### Supplied text

Reviewed by Robert LeBlanc

It’s a rite of Canadian urban living: heading north into the wilderness in search of a simpler life. Roughing it in a trailer, drinking a few beers or better, perhaps taking the boat out onto the lake to reel in the evening meal. For a few days each year, life is simple and life is good.

When the weekend-warriors go home, however, life goes on for those who stay behind to scratch a living from what the wilderness has to offer. It is the tale of such survivors that Wayne Arthurson tells in his novel Final Season. Just like their seasonal neighbours, Arthurson’s characters also live simply; their permanent homes are trailers or only slightly better, beer and hard alcohol central to their lifestyle and industrial fishing on Lake Winnipeg the mainstay of the economy. This is life in the communities of Grand Rapids and Norway House, small at the northern extremity of Lake Winnipeg, five highway hours from the city.

Some of the characters that populate Final Season try to escape the weighing cycle of life in Grand Rapids, moving away to the big cities, but most are resigned to the fate their Native-European ancestors laid out for them. One such "Indian" who has managed to exist sixty years in the Manitoba north is Albert Apetagon, Arthurson’s central character and at times, narrator.

######

→ **Task instructions**:
**1)** Copy the part of the review of Final Season starting at "Reviewed by Robert" and ending at "life is good.".
**2)** Write the next part of the review of Final Season, picking up after its last sentence.
The listing that comes next is separate material, unrelated to the review of Final Season.

### Rows

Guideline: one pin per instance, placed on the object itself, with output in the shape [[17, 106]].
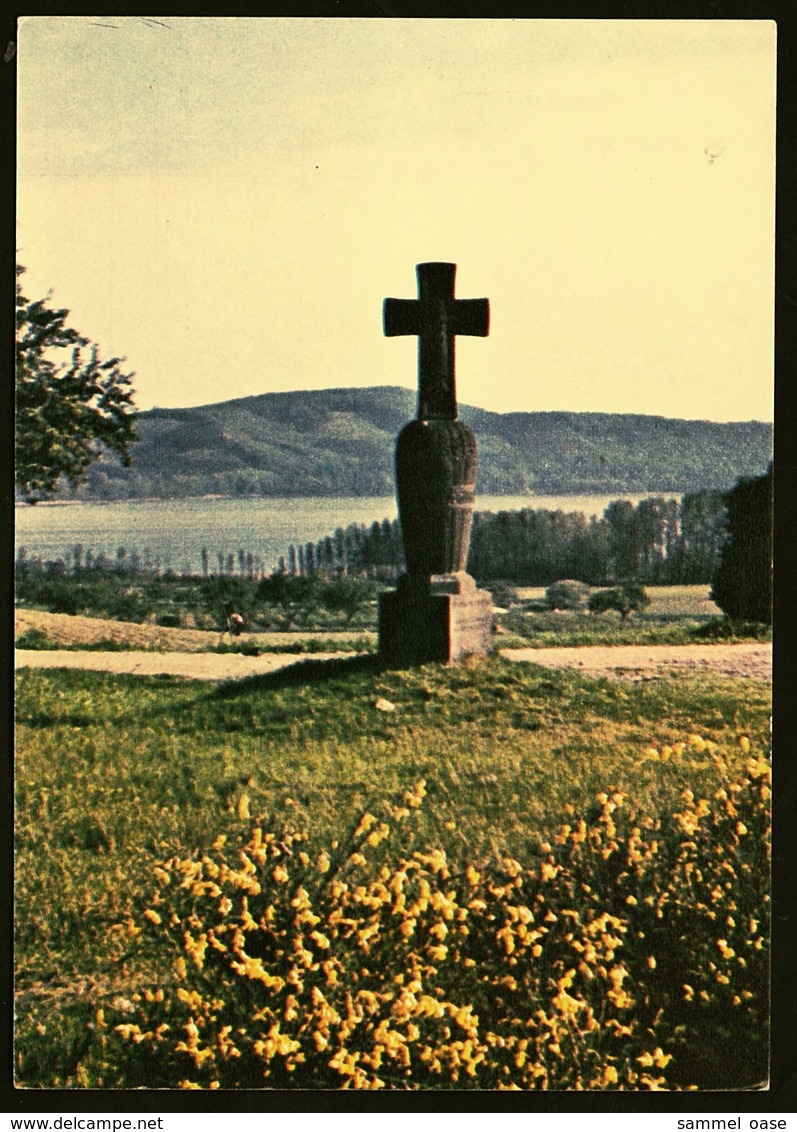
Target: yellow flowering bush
[[630, 952]]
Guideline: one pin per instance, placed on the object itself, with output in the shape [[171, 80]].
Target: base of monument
[[442, 618]]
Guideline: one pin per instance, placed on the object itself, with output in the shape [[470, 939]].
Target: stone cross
[[436, 317]]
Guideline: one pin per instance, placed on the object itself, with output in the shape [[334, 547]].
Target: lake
[[174, 531]]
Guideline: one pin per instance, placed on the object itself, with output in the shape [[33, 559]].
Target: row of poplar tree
[[658, 541]]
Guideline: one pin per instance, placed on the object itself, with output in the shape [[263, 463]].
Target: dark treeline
[[358, 550], [657, 542]]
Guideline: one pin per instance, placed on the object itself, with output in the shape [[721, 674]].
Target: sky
[[226, 202]]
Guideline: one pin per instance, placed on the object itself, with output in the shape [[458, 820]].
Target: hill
[[341, 443]]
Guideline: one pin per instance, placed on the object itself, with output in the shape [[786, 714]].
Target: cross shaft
[[436, 317]]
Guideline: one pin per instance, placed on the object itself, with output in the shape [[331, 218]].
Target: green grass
[[117, 772]]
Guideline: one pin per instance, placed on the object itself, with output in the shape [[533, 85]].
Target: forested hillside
[[341, 443]]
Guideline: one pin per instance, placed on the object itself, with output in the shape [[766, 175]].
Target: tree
[[743, 583], [624, 599], [68, 402]]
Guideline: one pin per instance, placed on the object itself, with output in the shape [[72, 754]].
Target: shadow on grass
[[302, 672]]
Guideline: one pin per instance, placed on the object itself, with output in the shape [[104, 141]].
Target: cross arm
[[470, 316], [401, 316]]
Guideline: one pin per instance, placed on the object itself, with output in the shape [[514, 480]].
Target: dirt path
[[628, 662], [65, 628], [640, 662]]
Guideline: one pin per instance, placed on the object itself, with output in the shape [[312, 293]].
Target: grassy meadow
[[485, 875]]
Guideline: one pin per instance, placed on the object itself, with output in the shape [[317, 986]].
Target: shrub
[[623, 599], [631, 953], [567, 594]]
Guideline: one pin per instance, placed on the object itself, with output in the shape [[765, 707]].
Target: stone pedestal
[[434, 618]]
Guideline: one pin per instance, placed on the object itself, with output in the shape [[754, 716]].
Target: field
[[677, 615], [487, 875]]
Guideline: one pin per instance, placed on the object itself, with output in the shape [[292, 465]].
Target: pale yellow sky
[[226, 202]]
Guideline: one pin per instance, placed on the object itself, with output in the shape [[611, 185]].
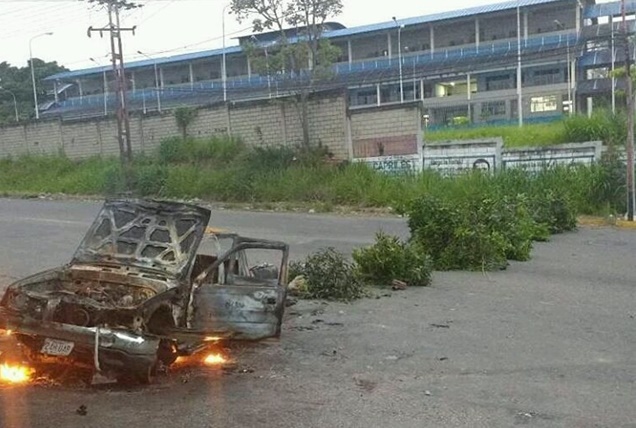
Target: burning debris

######

→ **Answers to the exercises**:
**1)**
Reviewed by Robert LeBlanc

It’s a rite of Canadian urban living: heading north into the wilderness in search of a simpler life. Roughing it in a trailer, drinking a few beers or better, perhaps taking the boat out onto the lake to reel in the evening meal. For a few days each year, life is simple and life is good.

**2)**
Albert is surrounded with a variety of characters, some of them family, some of them friends who somehow seem to be related, each one providing a study in the characters that make up a small northern Manitoba community. Albert’s wife is the practical foundation that Albert needs to pursue his life. Daughter Jessie is a firebrand of Native-Canadian activism, who returns home to save everybody from the life she left behind. Constantly at Albert’s side, his best friend tries to coax and cajole a reaction from the steadfast Albert, rarely getting the response he was looking for. The son of a former partner provides a character sketch of what most perceive to be the typical Native-Canadian adolescent, desperately trying to do what is right while living from one high to the next. Arthurson’s philosophical bent is provided by Albert’s brother, who states in his first sermon as an Anglican minister: "Our lives are great simply because we live them the best way we know how."

Albert, himself, is indifferent. Happy with his life the way it is, Albert lacks the passion to seek the excitement that drives most people, leaving his character as flat as the lake he fishes. Perhaps this is the character that Arthurson wants us to connect with when he has a young Albert standing in the corner at a community dance, or when the mature Albert nonchalantly walks out of the local bar, a roll of bills tucked in his shirt pocket won at the slots.

Aside from adept character development, Final Season also provides the reader with an excellent vista of the Northern Manitoba landscape. From the changing moods of Lake Winnipeg, shimmering hues pulling fishermen towards their catch, to nature’s miraculous rejuvenation in the wake of a forest fire. The most comedic yet telling of Arthurson’s descriptions of the Manitoba muskeg is his recounting of Albert, Sol and Bud’s drive from Grand Rapids to Norway House over a highway undulating over turf heaved by the forces of frost.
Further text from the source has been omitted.